* [Data in this exercise]
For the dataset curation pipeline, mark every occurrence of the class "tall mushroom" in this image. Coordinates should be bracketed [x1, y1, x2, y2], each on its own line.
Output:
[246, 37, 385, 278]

...

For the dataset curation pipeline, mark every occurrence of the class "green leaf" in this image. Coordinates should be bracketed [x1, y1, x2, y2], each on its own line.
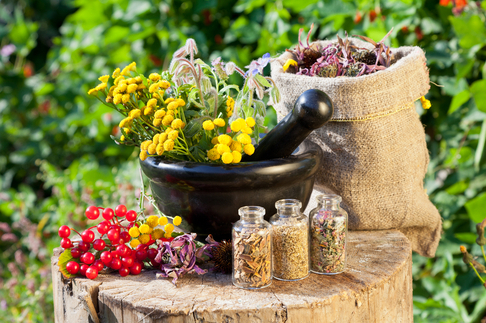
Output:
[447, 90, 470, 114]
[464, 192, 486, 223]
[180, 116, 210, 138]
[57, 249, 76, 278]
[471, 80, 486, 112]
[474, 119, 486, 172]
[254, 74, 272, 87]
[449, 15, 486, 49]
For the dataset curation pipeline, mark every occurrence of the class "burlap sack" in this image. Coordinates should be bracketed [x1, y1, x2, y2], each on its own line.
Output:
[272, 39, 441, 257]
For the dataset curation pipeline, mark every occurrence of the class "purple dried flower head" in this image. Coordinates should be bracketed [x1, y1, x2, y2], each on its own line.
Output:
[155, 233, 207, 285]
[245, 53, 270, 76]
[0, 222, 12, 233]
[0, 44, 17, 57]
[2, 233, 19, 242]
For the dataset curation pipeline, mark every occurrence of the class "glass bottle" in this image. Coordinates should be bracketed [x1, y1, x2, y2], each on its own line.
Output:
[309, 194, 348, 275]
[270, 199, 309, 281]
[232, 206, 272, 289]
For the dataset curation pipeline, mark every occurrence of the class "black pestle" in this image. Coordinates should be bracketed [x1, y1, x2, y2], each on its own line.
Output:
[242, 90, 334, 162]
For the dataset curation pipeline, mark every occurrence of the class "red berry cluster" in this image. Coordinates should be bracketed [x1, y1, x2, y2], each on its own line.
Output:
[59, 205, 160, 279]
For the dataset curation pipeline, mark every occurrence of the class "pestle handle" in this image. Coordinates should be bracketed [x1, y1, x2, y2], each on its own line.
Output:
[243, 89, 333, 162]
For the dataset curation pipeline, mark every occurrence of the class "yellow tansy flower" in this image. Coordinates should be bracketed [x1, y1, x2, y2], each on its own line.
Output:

* [Goal of the exercise]
Gather every line above that contains the string "pestle". Case counts.

* [Reply]
For the dataset curation pipeline, mark every occurrence of the class "black pestle" in this image. Coordinates should be bracketed [x1, y1, x2, y2], each on its own line.
For the dataset curation pipeline, mark every occurrence of the class "pestle handle" in this image. Coordinates should be bracketed [x1, y1, x2, y2], each on its own line.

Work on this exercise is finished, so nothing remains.